* WHAT THIS TASK INVOLVES *
Find each line below containing the word "staircase" and copy it.

....

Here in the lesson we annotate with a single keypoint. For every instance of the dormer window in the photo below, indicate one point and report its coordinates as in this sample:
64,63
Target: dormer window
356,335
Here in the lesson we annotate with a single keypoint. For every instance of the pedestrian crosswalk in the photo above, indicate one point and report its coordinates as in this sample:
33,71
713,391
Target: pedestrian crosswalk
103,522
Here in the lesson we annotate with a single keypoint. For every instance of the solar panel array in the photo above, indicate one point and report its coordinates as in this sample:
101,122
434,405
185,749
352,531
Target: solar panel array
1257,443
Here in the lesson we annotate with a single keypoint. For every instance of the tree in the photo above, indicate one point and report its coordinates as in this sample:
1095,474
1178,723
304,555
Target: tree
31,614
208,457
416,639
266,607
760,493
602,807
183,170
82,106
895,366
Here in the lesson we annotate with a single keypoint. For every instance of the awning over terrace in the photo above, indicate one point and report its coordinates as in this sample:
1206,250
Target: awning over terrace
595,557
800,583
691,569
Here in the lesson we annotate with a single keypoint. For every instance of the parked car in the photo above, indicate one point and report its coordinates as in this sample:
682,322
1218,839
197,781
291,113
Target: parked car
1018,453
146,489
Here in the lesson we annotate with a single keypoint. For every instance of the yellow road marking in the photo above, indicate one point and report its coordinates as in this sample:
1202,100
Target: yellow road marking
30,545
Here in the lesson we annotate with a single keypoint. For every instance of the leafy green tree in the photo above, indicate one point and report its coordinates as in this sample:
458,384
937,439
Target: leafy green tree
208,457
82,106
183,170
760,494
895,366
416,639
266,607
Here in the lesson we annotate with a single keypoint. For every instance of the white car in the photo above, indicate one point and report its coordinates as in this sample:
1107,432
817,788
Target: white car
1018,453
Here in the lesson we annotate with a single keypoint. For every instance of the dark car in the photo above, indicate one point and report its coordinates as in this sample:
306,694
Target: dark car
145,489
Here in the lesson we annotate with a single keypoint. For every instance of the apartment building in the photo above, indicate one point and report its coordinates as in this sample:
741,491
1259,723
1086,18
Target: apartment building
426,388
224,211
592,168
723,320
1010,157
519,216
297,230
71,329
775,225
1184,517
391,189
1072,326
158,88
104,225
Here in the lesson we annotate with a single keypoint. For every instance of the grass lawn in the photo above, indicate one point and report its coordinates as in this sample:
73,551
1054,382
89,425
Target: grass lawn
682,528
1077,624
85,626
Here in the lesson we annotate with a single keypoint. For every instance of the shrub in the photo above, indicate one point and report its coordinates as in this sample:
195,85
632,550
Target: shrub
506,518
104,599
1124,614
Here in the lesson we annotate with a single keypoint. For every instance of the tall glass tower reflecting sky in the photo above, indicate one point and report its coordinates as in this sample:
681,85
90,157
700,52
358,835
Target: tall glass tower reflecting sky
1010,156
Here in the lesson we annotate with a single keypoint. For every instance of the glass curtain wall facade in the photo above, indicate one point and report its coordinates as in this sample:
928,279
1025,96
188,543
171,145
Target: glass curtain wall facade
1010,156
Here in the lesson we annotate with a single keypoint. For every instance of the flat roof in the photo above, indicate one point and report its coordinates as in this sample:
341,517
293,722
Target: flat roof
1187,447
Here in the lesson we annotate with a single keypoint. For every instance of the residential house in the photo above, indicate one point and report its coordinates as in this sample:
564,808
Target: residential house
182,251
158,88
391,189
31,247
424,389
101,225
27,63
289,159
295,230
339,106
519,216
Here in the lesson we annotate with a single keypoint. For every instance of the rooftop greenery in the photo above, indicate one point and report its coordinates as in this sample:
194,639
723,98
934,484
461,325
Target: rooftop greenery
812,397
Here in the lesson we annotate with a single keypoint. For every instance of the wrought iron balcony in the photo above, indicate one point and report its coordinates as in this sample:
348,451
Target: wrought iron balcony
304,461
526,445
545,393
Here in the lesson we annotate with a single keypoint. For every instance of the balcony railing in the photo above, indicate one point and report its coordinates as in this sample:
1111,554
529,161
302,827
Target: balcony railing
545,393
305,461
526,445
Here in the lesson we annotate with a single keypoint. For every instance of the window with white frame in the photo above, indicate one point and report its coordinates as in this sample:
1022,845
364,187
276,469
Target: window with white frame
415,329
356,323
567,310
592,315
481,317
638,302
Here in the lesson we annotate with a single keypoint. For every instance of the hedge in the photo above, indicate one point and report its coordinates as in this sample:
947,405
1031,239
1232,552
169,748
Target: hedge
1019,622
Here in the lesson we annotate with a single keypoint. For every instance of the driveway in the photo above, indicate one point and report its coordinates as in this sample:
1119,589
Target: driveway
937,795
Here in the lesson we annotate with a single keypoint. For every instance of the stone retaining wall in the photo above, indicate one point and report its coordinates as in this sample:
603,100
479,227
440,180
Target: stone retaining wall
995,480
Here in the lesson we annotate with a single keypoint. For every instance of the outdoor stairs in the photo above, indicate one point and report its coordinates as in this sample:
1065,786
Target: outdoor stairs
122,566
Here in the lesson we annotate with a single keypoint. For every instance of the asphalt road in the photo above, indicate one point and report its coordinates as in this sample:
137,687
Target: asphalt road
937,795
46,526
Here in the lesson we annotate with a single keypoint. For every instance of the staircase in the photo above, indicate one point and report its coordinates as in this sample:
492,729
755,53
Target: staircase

....

* THE COMPLETED TASK *
Here in the lesson we annotate with a single keypoint. For every instance of the staircase in the photo above, indicate one point and report its coordinates as in this sample:
Target: staircase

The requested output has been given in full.